Instructions to follow: Scan the records below for the line containing "positive clicks: (225, 468)" and the line containing "450L254 421L231 415L213". Copy both, plus every line between, exactly.

Source records:

++++++++

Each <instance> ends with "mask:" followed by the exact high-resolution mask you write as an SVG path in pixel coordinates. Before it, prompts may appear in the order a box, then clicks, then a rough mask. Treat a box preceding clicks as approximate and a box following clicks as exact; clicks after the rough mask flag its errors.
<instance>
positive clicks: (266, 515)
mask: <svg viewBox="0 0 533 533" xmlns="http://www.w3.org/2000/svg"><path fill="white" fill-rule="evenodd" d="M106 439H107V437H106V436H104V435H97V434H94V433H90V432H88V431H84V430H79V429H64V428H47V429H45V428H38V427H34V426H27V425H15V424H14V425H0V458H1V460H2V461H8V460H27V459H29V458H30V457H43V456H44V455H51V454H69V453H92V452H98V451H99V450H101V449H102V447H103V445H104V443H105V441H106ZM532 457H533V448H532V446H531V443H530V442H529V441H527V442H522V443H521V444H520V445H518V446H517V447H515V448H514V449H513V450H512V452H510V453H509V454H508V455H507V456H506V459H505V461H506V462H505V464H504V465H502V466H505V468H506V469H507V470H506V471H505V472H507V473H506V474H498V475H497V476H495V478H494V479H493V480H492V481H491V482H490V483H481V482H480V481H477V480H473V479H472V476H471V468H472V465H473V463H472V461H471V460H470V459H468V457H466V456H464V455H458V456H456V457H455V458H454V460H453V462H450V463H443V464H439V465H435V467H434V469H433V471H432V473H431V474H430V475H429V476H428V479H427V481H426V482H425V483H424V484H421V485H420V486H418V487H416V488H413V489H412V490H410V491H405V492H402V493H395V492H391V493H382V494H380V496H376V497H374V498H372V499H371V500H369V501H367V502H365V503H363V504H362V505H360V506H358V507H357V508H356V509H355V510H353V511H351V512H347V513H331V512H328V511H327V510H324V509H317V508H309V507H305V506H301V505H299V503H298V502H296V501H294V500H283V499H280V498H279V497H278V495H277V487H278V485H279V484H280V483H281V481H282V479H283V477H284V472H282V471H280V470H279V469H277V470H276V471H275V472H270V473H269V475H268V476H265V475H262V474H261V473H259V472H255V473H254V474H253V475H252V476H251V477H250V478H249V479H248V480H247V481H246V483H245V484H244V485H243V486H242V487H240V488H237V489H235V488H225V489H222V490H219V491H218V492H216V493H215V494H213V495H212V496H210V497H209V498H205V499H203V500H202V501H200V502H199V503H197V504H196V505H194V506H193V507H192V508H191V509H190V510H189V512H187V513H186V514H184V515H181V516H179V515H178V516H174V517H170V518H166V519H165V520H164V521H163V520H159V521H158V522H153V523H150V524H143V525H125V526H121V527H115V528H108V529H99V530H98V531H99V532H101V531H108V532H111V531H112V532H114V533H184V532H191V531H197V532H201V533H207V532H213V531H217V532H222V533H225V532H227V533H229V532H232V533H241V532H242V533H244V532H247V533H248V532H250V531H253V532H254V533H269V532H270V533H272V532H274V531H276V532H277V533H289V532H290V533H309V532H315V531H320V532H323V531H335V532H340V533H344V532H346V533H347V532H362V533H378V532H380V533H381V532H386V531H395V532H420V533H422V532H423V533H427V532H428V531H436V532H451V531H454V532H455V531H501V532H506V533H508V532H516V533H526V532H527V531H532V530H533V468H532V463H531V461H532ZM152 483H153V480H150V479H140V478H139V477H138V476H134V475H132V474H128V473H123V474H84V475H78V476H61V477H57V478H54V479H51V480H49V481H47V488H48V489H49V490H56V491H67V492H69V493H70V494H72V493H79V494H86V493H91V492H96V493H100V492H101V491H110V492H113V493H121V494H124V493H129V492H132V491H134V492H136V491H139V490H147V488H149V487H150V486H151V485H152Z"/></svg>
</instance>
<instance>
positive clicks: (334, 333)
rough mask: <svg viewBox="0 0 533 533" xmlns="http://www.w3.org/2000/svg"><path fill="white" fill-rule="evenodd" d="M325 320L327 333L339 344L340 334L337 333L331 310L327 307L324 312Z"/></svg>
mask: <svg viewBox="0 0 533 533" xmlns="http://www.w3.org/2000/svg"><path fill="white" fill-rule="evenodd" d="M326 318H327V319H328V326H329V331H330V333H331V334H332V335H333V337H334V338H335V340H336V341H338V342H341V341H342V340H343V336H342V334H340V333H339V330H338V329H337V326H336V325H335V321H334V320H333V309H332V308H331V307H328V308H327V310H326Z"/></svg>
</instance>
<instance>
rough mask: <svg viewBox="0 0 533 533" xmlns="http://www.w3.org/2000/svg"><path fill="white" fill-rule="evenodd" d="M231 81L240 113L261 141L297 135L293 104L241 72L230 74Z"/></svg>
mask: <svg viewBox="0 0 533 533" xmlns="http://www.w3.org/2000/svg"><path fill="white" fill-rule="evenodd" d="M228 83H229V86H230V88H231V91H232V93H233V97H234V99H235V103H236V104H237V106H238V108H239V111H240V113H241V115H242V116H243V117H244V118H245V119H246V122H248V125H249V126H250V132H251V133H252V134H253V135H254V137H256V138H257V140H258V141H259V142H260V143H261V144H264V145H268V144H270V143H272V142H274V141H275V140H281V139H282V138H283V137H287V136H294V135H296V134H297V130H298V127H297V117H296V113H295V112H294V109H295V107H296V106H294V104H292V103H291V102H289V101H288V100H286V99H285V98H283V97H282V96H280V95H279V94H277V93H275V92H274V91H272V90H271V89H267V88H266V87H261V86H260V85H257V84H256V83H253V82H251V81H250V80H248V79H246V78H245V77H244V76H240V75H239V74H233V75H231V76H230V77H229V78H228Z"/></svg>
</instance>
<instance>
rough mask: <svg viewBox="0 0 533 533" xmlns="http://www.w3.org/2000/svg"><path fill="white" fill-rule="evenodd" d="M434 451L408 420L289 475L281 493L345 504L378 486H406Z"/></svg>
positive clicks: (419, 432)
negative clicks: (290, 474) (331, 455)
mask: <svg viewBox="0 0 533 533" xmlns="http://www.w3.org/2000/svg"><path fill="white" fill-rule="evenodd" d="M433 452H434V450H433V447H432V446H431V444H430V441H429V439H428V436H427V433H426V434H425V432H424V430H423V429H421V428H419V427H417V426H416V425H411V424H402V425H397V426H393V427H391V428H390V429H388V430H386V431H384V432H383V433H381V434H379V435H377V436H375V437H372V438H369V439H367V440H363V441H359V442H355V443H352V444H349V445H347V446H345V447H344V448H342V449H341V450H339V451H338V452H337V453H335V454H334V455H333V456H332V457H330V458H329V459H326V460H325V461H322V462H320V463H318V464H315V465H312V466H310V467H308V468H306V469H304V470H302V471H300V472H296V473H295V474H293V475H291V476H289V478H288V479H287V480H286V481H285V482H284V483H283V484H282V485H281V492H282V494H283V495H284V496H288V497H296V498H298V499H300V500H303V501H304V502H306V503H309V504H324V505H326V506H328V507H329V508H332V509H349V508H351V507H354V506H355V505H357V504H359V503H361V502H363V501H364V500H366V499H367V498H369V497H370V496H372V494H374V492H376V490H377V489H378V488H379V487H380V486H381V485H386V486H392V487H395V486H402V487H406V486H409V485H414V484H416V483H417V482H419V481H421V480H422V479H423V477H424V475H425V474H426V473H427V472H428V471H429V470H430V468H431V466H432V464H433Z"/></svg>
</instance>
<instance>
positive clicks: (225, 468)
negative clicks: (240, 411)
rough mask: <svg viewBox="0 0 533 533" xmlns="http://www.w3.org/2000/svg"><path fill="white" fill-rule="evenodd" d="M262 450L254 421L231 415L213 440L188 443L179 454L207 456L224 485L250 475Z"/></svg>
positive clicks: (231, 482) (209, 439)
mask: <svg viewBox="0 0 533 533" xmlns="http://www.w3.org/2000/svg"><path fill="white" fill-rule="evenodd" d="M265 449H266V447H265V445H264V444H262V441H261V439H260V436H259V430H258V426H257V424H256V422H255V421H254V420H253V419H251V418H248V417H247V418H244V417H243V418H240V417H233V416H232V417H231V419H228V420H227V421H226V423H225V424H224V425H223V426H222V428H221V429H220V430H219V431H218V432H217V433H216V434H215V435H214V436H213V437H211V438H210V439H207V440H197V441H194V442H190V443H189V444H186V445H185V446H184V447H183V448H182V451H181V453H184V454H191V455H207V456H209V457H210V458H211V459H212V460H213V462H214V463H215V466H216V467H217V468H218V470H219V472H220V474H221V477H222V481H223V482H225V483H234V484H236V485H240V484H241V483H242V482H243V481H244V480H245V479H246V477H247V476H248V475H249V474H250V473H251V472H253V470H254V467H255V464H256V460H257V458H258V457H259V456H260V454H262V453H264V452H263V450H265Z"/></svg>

++++++++

Written response:
positive clicks: (225, 468)
negative clicks: (240, 411)
rough mask: <svg viewBox="0 0 533 533" xmlns="http://www.w3.org/2000/svg"><path fill="white" fill-rule="evenodd" d="M262 450L254 421L231 415L213 440L188 443L179 454L207 456L224 485L250 475Z"/></svg>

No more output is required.